RECORDS FOR PROCESSING:
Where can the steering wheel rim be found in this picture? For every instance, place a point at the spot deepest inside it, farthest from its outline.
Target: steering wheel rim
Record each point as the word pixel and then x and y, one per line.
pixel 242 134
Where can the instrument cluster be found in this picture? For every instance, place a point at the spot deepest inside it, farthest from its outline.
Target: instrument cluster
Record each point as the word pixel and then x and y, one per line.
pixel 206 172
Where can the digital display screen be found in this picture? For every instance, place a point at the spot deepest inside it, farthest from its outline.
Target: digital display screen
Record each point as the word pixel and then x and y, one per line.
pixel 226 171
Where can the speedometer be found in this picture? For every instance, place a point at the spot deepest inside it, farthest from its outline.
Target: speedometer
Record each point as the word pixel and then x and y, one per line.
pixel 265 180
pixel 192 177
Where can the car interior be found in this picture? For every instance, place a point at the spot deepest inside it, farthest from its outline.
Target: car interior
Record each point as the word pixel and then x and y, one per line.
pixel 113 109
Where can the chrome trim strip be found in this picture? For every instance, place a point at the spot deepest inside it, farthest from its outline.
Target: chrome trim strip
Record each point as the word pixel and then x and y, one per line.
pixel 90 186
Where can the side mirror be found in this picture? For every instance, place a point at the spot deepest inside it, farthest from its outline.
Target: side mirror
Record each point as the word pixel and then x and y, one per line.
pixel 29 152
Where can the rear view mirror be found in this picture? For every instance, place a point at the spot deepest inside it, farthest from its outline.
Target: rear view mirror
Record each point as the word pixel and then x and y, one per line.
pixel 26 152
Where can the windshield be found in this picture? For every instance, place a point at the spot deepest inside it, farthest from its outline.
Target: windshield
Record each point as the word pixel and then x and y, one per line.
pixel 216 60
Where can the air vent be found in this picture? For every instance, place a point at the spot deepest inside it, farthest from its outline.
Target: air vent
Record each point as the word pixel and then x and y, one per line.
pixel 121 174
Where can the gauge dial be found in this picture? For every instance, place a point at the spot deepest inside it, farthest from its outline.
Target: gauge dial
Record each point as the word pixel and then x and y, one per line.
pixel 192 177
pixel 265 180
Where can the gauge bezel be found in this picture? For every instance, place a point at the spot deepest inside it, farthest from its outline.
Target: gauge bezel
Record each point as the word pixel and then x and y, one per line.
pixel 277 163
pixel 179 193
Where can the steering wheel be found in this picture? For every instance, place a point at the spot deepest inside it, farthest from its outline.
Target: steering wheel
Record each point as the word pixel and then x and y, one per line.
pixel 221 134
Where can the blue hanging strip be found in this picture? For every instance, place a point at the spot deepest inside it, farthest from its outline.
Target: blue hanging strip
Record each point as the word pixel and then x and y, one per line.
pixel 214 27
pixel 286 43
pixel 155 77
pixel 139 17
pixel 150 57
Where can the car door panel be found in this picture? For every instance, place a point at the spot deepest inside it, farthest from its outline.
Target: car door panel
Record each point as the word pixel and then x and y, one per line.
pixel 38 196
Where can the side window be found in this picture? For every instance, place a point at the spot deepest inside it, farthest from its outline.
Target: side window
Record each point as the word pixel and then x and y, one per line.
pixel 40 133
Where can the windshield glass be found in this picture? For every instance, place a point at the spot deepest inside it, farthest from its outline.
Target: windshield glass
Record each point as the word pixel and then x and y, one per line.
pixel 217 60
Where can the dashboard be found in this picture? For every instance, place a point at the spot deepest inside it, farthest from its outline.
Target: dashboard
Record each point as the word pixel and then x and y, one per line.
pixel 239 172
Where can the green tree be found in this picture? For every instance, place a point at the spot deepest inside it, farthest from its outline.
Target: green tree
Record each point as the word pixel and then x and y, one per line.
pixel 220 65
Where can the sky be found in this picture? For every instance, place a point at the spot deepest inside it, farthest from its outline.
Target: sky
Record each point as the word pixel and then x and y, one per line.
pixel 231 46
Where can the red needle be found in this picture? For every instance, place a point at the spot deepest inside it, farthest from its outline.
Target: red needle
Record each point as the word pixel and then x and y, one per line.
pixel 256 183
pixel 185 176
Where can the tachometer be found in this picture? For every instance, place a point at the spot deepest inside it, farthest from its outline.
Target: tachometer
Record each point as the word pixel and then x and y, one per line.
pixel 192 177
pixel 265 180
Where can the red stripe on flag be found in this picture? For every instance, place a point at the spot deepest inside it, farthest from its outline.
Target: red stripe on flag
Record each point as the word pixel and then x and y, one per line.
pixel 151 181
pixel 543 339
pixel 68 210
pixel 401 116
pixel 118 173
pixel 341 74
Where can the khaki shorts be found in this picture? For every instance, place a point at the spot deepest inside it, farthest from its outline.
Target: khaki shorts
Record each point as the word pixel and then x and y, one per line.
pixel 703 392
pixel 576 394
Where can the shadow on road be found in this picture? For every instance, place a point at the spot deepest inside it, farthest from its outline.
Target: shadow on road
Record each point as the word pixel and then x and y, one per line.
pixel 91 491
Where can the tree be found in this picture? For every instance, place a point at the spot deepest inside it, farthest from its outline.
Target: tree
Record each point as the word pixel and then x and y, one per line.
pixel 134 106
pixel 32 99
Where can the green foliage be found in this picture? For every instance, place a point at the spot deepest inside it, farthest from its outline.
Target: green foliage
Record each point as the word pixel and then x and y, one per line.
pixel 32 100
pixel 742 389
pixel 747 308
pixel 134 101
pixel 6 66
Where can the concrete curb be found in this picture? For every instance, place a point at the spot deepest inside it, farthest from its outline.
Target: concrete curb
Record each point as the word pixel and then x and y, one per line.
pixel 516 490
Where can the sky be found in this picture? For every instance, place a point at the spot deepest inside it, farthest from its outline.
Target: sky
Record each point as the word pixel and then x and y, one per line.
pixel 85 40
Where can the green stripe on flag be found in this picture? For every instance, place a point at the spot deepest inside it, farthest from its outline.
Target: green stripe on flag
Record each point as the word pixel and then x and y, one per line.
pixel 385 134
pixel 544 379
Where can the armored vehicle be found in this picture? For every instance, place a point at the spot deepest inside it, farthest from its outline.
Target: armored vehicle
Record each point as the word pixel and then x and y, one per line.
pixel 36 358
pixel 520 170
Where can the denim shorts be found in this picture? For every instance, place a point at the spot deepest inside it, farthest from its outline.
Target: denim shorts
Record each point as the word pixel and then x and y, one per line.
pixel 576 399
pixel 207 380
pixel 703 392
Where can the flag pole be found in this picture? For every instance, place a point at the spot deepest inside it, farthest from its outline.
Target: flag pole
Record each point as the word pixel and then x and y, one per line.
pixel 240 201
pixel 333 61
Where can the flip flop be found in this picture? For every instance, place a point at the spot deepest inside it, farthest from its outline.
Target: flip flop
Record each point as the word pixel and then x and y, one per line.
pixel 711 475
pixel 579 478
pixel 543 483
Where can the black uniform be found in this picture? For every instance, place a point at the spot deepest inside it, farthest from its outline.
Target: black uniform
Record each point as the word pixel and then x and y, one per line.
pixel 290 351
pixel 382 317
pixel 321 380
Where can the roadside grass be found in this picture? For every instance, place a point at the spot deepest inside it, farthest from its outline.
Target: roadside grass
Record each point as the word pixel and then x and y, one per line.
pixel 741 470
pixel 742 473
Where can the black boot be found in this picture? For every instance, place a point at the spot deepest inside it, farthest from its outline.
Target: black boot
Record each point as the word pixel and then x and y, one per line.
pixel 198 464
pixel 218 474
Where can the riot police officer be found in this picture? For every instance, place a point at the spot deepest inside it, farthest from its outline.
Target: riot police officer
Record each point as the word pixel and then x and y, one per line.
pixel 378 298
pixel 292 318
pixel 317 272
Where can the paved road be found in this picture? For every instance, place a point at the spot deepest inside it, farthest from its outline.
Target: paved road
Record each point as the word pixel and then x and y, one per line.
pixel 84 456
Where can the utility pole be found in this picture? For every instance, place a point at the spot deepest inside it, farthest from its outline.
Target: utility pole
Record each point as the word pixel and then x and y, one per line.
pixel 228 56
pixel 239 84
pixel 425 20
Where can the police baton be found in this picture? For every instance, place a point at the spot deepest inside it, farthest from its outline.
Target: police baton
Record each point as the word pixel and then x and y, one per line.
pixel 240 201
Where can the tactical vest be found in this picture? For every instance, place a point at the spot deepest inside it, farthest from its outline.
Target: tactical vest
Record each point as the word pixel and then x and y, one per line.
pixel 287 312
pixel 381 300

WHAT THE EXERCISE ASKS: Reproduce verbatim the records from the line containing "Where can the black uniform" up to and including the line containing "pixel 742 473".

COMPLETE RESPONSE:
Where can the black uniform be found in this picture? For every instance, place a point at the spot deepest inside it, farthest from its outline.
Target: black uniform
Record each point as the word pixel and then x and y, one per line.
pixel 290 351
pixel 382 317
pixel 321 380
Where can the roadside grass be found in this picture? For every instance, place a point at the spot deepest inside it, farthest from its outline.
Target: roadside grass
Record each point as the word pixel and then x and y, one per line.
pixel 741 470
pixel 742 473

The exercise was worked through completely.